**Task:** Count the lines in the records below that contain the string "sweater", treating uppercase and lowercase letters as different. Reply with the number alone.

**Items:**
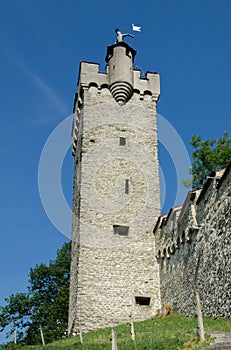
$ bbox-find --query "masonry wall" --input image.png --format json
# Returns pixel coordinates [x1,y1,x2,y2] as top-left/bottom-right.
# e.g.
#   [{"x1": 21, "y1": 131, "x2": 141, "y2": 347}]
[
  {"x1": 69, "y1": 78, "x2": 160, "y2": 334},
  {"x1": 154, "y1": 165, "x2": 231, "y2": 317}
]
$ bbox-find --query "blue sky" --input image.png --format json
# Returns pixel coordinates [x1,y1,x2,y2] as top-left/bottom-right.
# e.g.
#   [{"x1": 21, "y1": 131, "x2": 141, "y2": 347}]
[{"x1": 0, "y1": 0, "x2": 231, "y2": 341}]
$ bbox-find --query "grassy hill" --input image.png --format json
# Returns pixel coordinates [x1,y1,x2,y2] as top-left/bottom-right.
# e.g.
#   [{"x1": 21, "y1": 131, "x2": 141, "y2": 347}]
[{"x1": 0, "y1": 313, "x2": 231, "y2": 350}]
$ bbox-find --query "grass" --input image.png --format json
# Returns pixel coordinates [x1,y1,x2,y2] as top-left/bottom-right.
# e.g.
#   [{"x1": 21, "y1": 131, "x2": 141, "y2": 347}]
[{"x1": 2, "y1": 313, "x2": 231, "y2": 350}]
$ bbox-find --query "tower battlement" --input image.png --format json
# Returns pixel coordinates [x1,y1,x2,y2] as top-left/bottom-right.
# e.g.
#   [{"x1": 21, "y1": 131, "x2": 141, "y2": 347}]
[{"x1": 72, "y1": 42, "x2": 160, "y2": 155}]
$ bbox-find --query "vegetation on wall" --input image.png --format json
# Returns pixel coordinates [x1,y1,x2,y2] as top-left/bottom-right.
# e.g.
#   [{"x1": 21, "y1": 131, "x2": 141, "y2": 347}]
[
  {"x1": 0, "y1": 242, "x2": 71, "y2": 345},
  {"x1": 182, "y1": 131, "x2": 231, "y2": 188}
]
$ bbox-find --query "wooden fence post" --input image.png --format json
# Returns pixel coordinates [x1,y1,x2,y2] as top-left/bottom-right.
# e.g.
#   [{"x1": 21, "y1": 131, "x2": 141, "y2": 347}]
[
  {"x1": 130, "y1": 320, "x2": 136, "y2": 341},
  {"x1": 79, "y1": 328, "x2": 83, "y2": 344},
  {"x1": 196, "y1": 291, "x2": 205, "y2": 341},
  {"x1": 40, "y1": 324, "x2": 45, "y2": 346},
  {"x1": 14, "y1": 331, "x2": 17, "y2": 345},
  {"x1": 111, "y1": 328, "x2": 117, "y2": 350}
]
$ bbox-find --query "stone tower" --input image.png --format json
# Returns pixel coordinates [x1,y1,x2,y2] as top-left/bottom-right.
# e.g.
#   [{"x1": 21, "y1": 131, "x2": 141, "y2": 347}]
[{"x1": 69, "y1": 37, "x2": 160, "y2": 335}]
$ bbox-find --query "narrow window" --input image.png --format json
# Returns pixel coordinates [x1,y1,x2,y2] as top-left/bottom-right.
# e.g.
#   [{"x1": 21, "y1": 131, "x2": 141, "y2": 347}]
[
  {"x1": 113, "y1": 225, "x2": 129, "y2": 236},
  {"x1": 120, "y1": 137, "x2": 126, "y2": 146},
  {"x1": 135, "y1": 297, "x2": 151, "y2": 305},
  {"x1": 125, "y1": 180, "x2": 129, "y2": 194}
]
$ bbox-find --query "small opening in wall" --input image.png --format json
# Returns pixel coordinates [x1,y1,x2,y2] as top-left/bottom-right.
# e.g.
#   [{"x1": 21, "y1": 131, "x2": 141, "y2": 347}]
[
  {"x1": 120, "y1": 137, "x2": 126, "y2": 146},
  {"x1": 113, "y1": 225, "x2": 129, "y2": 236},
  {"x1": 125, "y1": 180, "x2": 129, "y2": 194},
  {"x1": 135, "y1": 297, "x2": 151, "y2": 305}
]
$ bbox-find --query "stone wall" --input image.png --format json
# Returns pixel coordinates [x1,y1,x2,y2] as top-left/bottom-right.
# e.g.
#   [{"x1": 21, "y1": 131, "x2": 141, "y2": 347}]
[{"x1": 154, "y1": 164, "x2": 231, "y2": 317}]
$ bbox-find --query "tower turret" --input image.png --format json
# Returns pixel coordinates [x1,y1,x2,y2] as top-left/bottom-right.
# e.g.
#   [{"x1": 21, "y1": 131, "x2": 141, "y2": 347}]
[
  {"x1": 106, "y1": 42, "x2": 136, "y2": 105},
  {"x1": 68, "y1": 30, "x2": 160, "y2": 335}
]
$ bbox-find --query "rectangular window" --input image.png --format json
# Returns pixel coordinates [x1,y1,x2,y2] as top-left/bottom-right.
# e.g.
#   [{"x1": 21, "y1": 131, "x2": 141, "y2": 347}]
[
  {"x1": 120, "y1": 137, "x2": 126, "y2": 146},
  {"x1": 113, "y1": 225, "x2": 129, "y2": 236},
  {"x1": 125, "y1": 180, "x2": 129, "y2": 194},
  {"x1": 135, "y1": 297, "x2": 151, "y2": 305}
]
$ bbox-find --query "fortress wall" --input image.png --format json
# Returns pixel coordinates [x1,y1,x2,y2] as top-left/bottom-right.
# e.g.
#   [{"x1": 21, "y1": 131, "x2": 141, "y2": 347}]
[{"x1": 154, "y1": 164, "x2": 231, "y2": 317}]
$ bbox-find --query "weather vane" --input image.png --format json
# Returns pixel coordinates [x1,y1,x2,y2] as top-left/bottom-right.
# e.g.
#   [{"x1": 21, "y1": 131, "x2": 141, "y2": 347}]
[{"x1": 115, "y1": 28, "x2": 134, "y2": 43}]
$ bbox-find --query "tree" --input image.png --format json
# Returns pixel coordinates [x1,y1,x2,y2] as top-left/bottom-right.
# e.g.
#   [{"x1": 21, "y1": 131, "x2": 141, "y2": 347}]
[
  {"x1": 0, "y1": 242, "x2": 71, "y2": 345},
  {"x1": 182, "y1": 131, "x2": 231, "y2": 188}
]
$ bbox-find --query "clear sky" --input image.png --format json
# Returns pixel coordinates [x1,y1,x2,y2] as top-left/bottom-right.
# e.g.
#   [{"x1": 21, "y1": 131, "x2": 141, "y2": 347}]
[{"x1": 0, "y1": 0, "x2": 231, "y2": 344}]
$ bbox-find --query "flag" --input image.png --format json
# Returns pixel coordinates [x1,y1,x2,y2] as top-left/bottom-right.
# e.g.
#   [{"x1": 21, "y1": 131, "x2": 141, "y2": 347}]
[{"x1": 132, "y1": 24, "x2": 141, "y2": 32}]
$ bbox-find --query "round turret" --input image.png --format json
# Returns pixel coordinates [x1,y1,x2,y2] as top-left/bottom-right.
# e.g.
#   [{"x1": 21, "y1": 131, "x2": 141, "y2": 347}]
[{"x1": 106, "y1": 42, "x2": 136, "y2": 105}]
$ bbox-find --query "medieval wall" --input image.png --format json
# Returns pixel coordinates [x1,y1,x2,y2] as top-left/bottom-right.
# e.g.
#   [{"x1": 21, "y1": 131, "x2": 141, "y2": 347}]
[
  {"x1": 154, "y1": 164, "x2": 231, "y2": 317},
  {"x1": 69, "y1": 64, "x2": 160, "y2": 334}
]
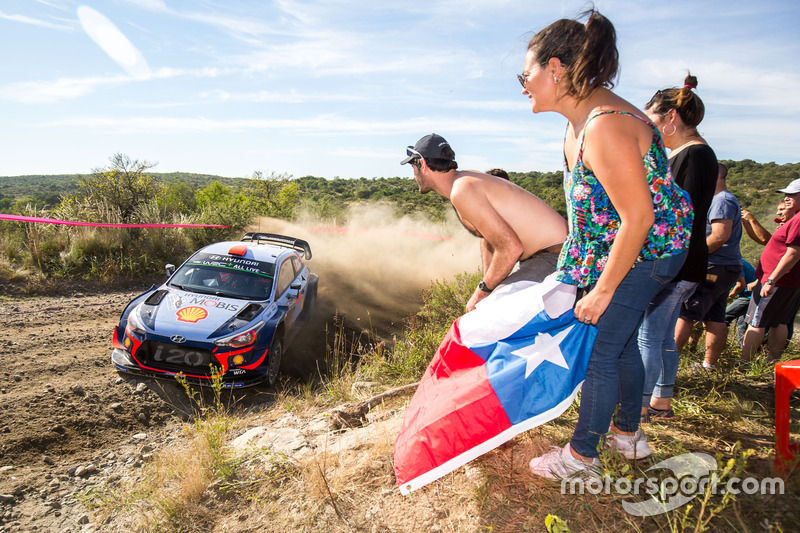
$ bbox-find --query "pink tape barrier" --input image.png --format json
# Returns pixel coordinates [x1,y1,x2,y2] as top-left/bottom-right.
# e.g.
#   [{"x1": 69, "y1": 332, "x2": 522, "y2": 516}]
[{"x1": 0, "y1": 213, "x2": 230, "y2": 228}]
...
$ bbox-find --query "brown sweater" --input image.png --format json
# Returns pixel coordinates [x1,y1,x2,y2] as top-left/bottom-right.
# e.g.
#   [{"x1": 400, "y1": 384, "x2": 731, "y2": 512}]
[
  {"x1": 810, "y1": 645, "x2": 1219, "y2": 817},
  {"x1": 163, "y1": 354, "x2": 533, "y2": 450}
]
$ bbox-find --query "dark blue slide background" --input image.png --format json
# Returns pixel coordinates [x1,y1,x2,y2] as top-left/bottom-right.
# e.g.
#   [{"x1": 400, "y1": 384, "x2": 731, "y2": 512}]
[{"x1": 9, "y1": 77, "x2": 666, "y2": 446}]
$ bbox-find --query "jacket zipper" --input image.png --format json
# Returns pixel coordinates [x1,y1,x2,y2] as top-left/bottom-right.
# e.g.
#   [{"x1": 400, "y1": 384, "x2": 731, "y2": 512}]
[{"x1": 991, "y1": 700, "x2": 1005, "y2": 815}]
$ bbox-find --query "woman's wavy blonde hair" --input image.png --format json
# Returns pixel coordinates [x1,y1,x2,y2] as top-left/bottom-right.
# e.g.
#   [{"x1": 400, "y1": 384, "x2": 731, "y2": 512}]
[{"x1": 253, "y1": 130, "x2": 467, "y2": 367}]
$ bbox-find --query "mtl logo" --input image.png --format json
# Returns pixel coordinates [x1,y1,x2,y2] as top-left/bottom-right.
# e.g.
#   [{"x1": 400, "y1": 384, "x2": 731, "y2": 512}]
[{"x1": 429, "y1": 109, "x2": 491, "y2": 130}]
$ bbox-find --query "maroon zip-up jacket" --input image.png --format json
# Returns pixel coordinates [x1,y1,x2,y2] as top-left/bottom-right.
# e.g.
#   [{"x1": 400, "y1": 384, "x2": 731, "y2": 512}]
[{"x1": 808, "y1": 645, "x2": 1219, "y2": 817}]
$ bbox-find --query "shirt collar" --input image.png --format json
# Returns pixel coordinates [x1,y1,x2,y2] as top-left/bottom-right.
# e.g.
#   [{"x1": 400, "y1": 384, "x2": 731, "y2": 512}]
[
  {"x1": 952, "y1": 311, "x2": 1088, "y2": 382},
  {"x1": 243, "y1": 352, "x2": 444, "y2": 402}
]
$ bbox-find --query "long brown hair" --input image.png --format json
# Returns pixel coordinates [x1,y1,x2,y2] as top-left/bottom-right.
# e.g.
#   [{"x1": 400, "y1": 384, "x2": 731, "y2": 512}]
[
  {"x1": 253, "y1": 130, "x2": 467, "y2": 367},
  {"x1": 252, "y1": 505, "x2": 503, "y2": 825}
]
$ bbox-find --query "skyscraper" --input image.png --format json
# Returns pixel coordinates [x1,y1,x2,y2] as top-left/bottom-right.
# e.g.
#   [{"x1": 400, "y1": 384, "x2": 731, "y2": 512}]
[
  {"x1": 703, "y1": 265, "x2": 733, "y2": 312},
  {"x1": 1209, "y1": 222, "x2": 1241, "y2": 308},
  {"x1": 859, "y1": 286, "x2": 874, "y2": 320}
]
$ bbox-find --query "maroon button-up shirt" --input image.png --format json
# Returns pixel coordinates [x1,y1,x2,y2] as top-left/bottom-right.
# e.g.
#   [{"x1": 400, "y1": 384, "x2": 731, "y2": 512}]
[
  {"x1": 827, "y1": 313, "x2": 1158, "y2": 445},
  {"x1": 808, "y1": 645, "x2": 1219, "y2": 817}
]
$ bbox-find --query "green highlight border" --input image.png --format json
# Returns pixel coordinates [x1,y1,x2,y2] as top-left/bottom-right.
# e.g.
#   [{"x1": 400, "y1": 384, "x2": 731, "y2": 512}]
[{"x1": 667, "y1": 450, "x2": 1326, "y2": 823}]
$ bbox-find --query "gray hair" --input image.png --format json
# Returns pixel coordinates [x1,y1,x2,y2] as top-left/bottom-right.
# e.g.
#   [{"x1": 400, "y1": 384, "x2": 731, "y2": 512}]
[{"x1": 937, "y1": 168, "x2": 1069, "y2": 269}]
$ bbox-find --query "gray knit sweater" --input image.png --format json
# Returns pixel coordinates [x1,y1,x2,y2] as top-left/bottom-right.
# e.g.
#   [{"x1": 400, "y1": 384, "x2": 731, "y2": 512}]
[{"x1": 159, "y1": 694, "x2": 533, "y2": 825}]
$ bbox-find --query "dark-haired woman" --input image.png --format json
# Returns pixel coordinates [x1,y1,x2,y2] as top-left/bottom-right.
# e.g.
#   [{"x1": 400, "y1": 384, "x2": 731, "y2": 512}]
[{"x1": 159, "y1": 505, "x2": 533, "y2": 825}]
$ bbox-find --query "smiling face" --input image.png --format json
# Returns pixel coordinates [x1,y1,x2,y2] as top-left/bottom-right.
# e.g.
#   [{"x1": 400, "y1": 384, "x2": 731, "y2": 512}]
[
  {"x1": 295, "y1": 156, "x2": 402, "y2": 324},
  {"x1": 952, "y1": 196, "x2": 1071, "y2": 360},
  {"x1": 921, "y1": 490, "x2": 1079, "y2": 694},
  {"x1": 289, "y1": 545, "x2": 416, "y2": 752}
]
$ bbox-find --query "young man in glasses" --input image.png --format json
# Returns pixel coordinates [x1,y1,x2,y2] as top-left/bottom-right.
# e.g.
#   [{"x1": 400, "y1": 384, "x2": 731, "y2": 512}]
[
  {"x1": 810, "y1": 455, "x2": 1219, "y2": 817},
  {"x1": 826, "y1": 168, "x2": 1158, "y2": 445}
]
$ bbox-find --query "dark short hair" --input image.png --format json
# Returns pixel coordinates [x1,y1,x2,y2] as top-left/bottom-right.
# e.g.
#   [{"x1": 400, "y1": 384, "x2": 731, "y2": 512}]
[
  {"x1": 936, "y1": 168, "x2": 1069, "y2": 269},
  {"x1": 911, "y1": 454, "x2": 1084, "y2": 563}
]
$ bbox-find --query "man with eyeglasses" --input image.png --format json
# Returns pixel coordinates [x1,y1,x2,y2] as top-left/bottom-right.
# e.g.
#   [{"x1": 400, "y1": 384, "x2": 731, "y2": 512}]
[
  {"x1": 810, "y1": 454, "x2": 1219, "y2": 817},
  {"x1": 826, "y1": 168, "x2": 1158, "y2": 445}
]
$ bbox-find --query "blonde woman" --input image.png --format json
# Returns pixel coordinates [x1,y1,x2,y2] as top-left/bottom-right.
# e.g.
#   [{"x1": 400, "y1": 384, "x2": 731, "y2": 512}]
---
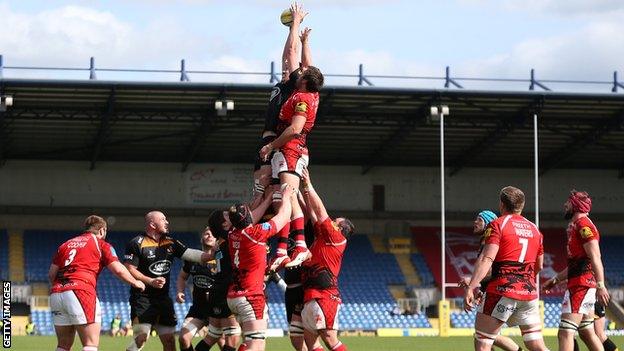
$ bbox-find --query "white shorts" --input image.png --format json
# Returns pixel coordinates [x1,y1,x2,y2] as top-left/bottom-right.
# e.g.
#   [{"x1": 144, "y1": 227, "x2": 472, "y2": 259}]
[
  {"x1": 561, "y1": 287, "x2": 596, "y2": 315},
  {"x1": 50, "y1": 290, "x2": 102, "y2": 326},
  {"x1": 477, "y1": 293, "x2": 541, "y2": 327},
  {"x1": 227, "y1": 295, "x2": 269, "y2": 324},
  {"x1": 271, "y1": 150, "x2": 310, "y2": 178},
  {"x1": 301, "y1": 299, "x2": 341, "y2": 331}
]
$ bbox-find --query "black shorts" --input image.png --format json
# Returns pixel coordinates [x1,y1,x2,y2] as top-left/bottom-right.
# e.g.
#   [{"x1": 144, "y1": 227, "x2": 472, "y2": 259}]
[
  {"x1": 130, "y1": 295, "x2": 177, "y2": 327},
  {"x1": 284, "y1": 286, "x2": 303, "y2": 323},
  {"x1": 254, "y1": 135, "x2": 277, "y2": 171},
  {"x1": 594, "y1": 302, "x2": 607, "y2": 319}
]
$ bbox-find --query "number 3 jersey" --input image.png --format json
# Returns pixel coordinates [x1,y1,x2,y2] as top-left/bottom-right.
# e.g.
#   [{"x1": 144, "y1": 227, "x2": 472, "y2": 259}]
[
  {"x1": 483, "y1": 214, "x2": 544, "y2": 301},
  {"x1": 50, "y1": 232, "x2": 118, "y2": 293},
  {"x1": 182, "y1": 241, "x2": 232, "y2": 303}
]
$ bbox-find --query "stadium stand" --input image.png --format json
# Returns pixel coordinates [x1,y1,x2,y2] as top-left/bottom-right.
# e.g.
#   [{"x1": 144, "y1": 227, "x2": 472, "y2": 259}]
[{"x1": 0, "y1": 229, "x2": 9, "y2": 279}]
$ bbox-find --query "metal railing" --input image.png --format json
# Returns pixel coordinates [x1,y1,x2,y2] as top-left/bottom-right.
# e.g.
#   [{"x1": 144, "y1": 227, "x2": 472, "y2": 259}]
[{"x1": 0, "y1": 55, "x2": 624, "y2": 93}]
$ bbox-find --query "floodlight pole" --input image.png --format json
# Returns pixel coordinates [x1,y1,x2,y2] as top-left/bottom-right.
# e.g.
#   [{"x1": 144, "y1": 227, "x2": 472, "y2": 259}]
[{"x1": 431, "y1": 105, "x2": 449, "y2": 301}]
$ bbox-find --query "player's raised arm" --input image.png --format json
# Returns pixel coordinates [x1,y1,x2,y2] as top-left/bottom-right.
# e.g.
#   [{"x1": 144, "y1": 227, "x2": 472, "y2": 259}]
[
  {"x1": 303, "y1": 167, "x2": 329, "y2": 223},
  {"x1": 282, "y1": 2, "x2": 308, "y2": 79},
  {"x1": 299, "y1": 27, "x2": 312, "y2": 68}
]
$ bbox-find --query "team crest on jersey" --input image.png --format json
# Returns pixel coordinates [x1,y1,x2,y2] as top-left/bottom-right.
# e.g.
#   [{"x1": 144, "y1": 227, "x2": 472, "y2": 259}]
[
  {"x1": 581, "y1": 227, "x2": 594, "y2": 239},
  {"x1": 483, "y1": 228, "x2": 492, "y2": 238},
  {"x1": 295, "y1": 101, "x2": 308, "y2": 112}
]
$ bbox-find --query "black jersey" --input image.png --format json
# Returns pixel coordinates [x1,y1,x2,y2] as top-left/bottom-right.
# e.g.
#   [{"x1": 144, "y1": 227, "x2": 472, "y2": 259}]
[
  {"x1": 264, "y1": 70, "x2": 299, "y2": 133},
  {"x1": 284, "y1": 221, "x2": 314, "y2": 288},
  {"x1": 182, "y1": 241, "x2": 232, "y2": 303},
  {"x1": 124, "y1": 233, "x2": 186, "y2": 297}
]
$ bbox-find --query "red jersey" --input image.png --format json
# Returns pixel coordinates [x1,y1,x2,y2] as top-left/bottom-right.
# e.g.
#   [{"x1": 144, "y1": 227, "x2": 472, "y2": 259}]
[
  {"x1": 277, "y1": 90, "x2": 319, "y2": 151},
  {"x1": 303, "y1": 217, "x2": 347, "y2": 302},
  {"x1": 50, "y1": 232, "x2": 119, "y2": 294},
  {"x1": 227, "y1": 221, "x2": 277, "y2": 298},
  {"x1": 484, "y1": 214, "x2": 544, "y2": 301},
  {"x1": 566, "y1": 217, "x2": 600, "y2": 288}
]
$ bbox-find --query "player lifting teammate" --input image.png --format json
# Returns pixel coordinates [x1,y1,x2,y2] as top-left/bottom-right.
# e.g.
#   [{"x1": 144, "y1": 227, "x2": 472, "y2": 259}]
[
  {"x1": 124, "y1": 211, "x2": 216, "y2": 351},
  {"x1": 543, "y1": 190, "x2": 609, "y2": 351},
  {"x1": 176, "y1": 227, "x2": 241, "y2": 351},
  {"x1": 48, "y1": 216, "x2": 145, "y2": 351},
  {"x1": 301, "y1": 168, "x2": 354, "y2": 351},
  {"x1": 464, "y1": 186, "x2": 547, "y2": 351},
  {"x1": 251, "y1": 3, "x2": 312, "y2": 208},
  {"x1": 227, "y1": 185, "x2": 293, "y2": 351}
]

**Result of the task:** 2